Directions for this task: Copy each of the entries below faithfully, setting aside any pictures.

Dataset excerpts on object pointing:
· · · · · · ·

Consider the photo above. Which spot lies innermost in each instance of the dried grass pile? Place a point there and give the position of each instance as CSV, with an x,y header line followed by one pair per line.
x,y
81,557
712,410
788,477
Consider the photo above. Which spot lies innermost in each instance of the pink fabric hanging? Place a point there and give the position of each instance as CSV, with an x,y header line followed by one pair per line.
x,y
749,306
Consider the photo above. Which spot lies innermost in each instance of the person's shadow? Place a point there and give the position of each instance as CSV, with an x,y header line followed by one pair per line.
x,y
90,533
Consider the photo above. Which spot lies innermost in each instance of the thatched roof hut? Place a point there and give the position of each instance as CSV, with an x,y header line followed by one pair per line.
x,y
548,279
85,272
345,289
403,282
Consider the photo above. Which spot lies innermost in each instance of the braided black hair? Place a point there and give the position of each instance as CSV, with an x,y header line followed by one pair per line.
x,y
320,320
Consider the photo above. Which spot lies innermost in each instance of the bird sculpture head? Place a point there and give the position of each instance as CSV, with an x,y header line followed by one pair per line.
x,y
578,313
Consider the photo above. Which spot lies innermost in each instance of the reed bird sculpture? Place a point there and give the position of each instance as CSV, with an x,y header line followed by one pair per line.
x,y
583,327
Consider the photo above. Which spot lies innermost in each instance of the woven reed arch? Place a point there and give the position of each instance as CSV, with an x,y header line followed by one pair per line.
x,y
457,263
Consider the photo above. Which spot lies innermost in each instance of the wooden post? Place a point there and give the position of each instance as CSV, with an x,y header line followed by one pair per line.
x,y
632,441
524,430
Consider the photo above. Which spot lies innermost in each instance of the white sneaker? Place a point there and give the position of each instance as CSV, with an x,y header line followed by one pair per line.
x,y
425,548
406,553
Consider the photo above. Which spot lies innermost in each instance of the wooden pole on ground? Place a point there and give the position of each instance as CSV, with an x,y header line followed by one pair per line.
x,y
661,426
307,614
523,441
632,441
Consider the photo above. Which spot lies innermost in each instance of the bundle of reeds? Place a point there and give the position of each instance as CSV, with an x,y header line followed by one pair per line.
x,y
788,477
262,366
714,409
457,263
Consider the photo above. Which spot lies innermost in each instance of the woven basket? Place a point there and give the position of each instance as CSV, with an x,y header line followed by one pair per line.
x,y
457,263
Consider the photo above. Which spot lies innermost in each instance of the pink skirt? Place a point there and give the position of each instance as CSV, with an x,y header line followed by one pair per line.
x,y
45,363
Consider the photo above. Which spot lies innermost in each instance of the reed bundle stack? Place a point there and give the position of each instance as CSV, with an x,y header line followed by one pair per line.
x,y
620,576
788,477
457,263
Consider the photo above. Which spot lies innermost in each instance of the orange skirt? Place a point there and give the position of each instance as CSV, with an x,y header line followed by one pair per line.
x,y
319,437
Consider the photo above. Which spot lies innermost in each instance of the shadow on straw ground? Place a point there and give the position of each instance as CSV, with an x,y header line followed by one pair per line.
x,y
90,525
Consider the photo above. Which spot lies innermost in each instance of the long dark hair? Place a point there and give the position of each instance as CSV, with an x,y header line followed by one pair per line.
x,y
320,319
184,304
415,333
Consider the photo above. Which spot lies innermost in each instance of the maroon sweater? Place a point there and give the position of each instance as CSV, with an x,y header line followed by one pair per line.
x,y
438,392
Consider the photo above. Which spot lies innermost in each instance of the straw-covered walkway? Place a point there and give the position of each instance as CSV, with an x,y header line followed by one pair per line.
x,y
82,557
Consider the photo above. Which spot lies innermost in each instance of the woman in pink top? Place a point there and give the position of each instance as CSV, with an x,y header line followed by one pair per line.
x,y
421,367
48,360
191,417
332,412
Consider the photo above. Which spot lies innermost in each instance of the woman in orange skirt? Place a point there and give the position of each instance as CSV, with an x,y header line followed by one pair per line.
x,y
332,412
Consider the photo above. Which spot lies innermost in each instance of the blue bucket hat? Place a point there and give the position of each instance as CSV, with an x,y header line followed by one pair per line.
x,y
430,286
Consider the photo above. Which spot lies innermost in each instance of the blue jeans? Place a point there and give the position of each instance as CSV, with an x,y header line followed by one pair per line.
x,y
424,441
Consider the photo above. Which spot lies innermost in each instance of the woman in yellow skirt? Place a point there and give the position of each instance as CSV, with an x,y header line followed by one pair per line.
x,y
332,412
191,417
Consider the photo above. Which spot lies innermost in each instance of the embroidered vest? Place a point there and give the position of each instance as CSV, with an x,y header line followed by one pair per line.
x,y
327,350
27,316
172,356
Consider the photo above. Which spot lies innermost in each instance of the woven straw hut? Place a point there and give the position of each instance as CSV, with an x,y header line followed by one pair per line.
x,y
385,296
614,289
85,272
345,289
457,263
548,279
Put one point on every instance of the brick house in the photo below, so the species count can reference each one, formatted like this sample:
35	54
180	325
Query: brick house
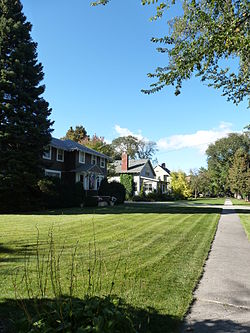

· · · · · · ·

Response to the exercise:
Consider the photo above. Which spot lies innermost in each instance of the dried grass pile? Place a point there and give the position of each instance as CSV, with an x,y header line followed by one pair per line.
x,y
81,557
712,410
788,477
Consider the photo above. Which spot lies innermost in each instance of the pink fabric hanging? Place a point there and give the position of each instance as CSV, with an x,y header line followed by one pair per line.
x,y
749,306
Consider the photo above. Which spot lies innermost in each instance of the person's shadow? Place a point there and give the position of each instance as CSV, with an x,y header line followed by one pair per line.
x,y
90,533
Consider the photo above. Which spot lies innermost in each instance of the thatched roof hut? Place a point there and give the position of each instance as CSV, with an x,y header line followed by one pair per line.
x,y
548,279
85,272
345,289
403,282
Consider the photo above. Which spot lies innermost in each instance of the braided black hair? Place a point there and give the position of each instance as CSV, with an x,y header line followed by one pair per line.
x,y
320,320
Consider the photo above. Which spot lies innermost in each instance of the bird sculpture head? Place a point there and give the position of each instance as CSV, with an x,y header line followed by one pair per line.
x,y
578,313
Consider the photo above. Which spot lies innermost in each instance of the reed bird sculpture? Place a point there and give the position of each instance as CSV, with an x,y header line followed by one pair per line.
x,y
583,327
Consider the photo above. Which spot lies innermost in each instance of the woven reed arch? Place a point there and give the position of each instance as CSV, with an x,y header line followed by one pair per line.
x,y
457,263
Consider the photo above. Which spot lies innermost in each instance of the wooden post? Place a point there and give the position of each instance as CSV, with an x,y header line followed by one pair per line.
x,y
632,441
524,430
Consider the photo above. Which spot lies innermost in each instance of the white sneaker? Place a point there and give the position of each instance as CSV, with an x,y header line followed by one pair per line.
x,y
425,548
406,553
Consider the photo above. Which spot lies innermost in each instance of the wooden pole on ground? Place a point there and give the position of each instance as CSV, with an x,y header line followed by one pair per line.
x,y
661,426
307,614
523,441
632,441
Consider the photo above. Which spot lies innermost in each instance of the bundle of reeds? Place a point there and give the position of each instance as CSV, with an x,y header line followed by one pair per line.
x,y
788,477
262,366
714,409
457,263
Consider the photo above. Which spot lies innermost in each instance of the woven basket? Place a point there and give the position of each instance as CSV, with an x,y header line followed by one pair per line.
x,y
457,263
Consider the photo above. Which spot lies innermost in each instance of the pink skirt? Place a point there and give the position of each instance as CSV, with an x,y header line followed by one pair per line.
x,y
45,363
Consider the photo above. Which spot lies innermost in each instance of the reed bundle stack? Place a point there and give the position of each instance as CSV, with an x,y header line followed by one pair per line.
x,y
620,576
788,477
457,263
Consider the photo above. Which spot lies innermost in each instance of the orange skirt? Place a point there and give the position of each instance as CSV, with an x,y header line followed by one pair per line.
x,y
319,437
Consider the photo above. Which spot lies innermost in each instance of the shadow on straw ground? Place a point there and give the position of each instance as CSV, with an x,y header line followed by one pair per line.
x,y
90,525
Consider the photo above. Which spot lies innermost in each instance of the long dark hair? Place a point there and give the position of each instance as CSV, with an x,y header line followed by one pair per line.
x,y
320,319
184,304
415,333
Consider the photo above. Which spot lies innermost in each instance of the maroon sweater? Place a point there and give the position of each instance as CSV, with an x,y header line followed by one pair per line.
x,y
438,392
Consider the photo above. Which spot lies innermost in each instance of the straw-covered walkway? Place a point there and give the position of each instance as CSV, with an x,y header line followed by one pair per line.
x,y
82,557
Consider the photo above. Which spot lies innermost in each instance of the woman in pink top? Place a point there and give the position of each instance as CSV, with an x,y header line followed by one pair per line.
x,y
421,367
48,360
191,417
332,412
Consider the photo above. Which spot lies innermost in each instance of the woman in orange skirt? Place a point there and give the position of each instance as CSV, with an x,y header line followed by one pair per line.
x,y
332,412
Consider the photo above. Which spot lies innermost in each instance of the blue bucket hat? Place a point there and give the position of each instance as CSV, with an x,y header line followed by one pair per line.
x,y
430,286
Consider the photo above. Which spot lies innermost in each instance of the blue jeans? Place a point there and give the position of each instance as CSV, with an x,y header line followed by one pair per line.
x,y
424,441
Consider the photo above. Which spot lies innermost in each instance of the woman in yellow skirt? Place a point there and give the position of each instance as CSV, with an x,y header line followed by one pair per line.
x,y
332,412
191,417
Consider the photo above. Which spot lies innermost in each instance of the embroidered vest? Place a point there and give the position of each instance as CSV, with an x,y header line followed by one pair per line.
x,y
327,350
27,316
172,356
Consider the photo above. Which spot lies innermost in each instance of the woven straw hut? Place a point there and give the position of each instance as CSV, with an x,y header line followed by one pair per line.
x,y
385,296
614,289
85,272
345,289
457,263
548,279
Put one point on every instance of the brick house in the photo below, so the species count can reference each one, formatted like this sample:
35	54
180	325
Query: brick house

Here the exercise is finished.